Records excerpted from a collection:
┌──
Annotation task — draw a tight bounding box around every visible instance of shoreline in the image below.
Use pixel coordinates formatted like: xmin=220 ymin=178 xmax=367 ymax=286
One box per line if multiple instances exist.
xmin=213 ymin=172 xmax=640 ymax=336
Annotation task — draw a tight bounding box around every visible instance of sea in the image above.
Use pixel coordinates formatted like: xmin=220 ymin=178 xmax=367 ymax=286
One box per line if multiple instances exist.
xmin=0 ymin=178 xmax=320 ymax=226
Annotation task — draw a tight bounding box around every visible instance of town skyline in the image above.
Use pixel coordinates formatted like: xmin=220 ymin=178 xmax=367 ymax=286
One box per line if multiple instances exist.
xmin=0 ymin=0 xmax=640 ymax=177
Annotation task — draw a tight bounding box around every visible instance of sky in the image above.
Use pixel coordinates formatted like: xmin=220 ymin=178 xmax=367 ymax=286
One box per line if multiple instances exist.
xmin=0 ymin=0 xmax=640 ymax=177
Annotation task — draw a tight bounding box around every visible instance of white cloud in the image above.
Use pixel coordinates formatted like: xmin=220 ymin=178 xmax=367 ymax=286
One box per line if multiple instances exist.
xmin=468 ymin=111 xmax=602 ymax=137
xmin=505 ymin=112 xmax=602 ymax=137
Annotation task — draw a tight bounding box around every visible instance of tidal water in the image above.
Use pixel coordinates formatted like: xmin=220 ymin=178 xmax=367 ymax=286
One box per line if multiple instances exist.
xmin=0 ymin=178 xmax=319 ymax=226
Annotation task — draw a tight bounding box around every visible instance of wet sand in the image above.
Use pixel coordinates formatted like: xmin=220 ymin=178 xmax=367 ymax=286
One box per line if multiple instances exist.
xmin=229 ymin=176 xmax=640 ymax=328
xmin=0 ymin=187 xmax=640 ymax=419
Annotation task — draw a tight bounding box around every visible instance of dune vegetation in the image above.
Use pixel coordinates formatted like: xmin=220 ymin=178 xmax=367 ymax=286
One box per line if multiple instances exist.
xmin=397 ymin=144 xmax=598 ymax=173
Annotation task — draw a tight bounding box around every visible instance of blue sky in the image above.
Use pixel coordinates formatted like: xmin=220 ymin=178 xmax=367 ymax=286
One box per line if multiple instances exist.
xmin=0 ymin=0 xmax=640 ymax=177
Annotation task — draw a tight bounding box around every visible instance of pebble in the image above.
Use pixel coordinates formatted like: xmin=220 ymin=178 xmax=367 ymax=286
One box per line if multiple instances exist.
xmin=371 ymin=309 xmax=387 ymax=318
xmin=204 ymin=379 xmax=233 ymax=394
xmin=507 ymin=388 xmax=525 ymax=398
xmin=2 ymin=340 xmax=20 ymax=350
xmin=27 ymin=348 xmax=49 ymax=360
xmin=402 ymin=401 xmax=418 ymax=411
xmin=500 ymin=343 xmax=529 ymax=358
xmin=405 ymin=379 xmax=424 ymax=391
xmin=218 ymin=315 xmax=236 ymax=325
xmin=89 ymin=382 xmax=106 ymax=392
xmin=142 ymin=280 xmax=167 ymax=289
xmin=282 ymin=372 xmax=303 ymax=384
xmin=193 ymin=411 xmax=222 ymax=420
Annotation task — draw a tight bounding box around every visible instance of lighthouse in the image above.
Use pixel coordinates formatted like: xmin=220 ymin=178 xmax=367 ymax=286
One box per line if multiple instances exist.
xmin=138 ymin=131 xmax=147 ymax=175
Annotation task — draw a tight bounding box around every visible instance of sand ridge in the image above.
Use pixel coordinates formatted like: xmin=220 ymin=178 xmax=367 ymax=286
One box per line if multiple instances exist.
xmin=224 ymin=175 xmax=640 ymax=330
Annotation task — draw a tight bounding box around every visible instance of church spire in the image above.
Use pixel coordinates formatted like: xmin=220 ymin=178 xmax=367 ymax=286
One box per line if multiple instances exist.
└──
Change "tight" to "close-fitting" everywhere it occurs in the rows, and leave every other part unchanged.

Annotation task — draw a close-fitting bounding box around every visible instance of shoreline in the image below.
Use pixel coordinates formatted like: xmin=220 ymin=178 xmax=367 ymax=286
One box per line if multiple instances exist.
xmin=213 ymin=172 xmax=640 ymax=336
Annotation task — draw a close-fitting bounding box around every visible instance of sea in the image above.
Use pixel coordinates formatted like: xmin=220 ymin=178 xmax=367 ymax=286
One box per line if multiple instances exist.
xmin=0 ymin=178 xmax=320 ymax=226
Annotation task — draw a close-fitting bounding box around every visible instance of town skyline in the image above.
Use pixel coordinates formatted like: xmin=220 ymin=178 xmax=367 ymax=286
One box per line if multiple instances exist.
xmin=0 ymin=0 xmax=640 ymax=177
Annotation task — draw a close-fitting bounding box around every visible instance of sky in the image above.
Use pixel coordinates formatted like: xmin=220 ymin=178 xmax=367 ymax=286
One box per line if multiple instances exist.
xmin=0 ymin=0 xmax=640 ymax=177
Annotation task — draw a close-fitting bounding box around every visible instance of white cloud in the image above.
Use pixel coordinates formatted like: xmin=220 ymin=178 xmax=367 ymax=286
One box per line if multiple instances exist.
xmin=468 ymin=111 xmax=602 ymax=137
xmin=505 ymin=112 xmax=602 ymax=137
Annotation task — draw a close-fitting bounding box around every visible instance of tidal water in the image above.
Use pixel coordinates formatted like: xmin=220 ymin=178 xmax=367 ymax=286
One box per line if multiple instances exist.
xmin=0 ymin=178 xmax=319 ymax=226
Annotation task — draw a close-fitting bounding box around every visible instance of wet sand in the image above.
Use pixel coordinates formatted like: xmin=220 ymin=178 xmax=367 ymax=286
One box per line if multiple instances exist.
xmin=229 ymin=176 xmax=640 ymax=328
xmin=0 ymin=187 xmax=640 ymax=419
Annotation task — draw a close-fitting bounding box around every visible instance of dune vegetation in the image above.
Use pixel coordinates formatted like: xmin=220 ymin=178 xmax=367 ymax=286
One box per line if multiple instances exist.
xmin=397 ymin=144 xmax=598 ymax=173
Annotation task — draw a close-fitting bounding box around every visible instance of blue sky in the image above.
Use pixel coordinates formatted like: xmin=220 ymin=178 xmax=367 ymax=286
One box per line if multiple instances exist.
xmin=0 ymin=0 xmax=640 ymax=177
Annotation task — draw a close-fitting bounding box around every visible instance of pebble in the image above.
Use pixel coordinates formatted like: xmin=220 ymin=178 xmax=367 ymax=286
One box per line if multiple instances exist.
xmin=371 ymin=309 xmax=387 ymax=318
xmin=204 ymin=379 xmax=233 ymax=394
xmin=507 ymin=388 xmax=525 ymax=398
xmin=2 ymin=340 xmax=20 ymax=350
xmin=27 ymin=348 xmax=49 ymax=360
xmin=402 ymin=401 xmax=418 ymax=411
xmin=500 ymin=343 xmax=529 ymax=358
xmin=405 ymin=379 xmax=424 ymax=391
xmin=218 ymin=315 xmax=236 ymax=325
xmin=89 ymin=382 xmax=106 ymax=392
xmin=142 ymin=280 xmax=167 ymax=289
xmin=282 ymin=372 xmax=303 ymax=384
xmin=193 ymin=411 xmax=222 ymax=420
Annotation task — draw a close-fitting bounding box around every visible instance of lighthouse in the image above.
Use pixel coordinates formatted like: xmin=220 ymin=178 xmax=367 ymax=286
One box per line if multiple instances exist.
xmin=138 ymin=131 xmax=147 ymax=175
Annotation task — draw a close-fitting bounding box around every visible instance of sand ridge in the image above.
Use pixel coordinates formatted like: xmin=220 ymin=178 xmax=367 ymax=286
One box per line if multiple instances exist.
xmin=224 ymin=175 xmax=640 ymax=330
Annotation task — draw a close-fitting bounding box around every visible instance of church spire in the image above.
Use pixel coordinates formatted like: xmin=220 ymin=178 xmax=367 ymax=286
One box per line if multiple instances exist.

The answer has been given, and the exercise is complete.